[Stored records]
○ ○ ○ ○ ○

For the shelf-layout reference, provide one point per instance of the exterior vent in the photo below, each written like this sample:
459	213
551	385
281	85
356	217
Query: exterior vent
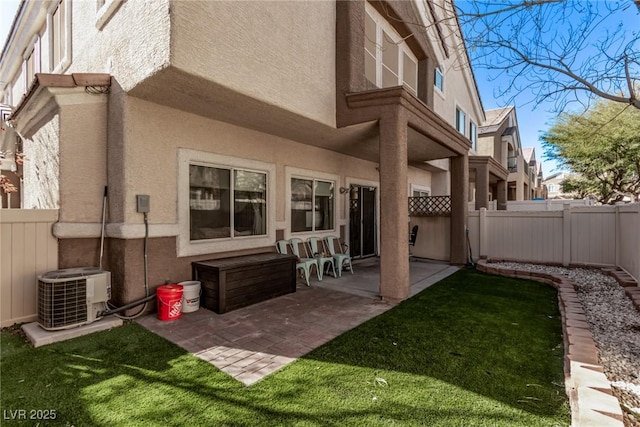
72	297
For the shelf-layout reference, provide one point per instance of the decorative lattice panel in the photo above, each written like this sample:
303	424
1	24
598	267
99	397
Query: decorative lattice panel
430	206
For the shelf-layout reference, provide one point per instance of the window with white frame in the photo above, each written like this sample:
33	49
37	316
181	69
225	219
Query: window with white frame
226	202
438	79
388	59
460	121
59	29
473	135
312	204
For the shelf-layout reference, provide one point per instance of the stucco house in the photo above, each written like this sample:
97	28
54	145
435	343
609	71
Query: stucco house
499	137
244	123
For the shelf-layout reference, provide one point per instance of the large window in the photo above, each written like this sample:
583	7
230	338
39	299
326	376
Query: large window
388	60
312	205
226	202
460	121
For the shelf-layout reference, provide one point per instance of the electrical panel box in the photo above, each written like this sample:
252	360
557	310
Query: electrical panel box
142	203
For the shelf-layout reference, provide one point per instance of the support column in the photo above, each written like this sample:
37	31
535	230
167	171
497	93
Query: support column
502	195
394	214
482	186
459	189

○ ○ ○ ○ ○

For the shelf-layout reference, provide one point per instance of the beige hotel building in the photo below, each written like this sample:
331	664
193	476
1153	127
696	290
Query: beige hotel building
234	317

○ ○ ○ ○ ○

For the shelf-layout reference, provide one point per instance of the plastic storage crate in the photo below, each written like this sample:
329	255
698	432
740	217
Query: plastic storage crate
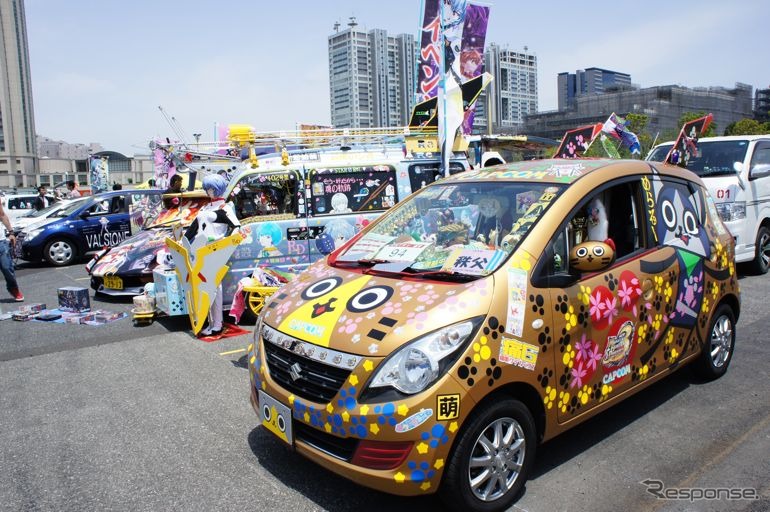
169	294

○ ○ ○ ○ ○

> **WHAT YOU ARE ASKED TO DO**: If a line in the records above contains "below", copy that line.

> **COMPLETED EXERCISE**:
For the shelf-layout reference, provide one point per instance of the exterior vent in the photo below, each written like this sample:
For the shelf-layout reference, provide one point per instance of the beige hotel building in the photo below, each written like this sample:
For the shelf-layout reference, provide one point per instance of the plastic storage crate in the photo below, each written like this sample:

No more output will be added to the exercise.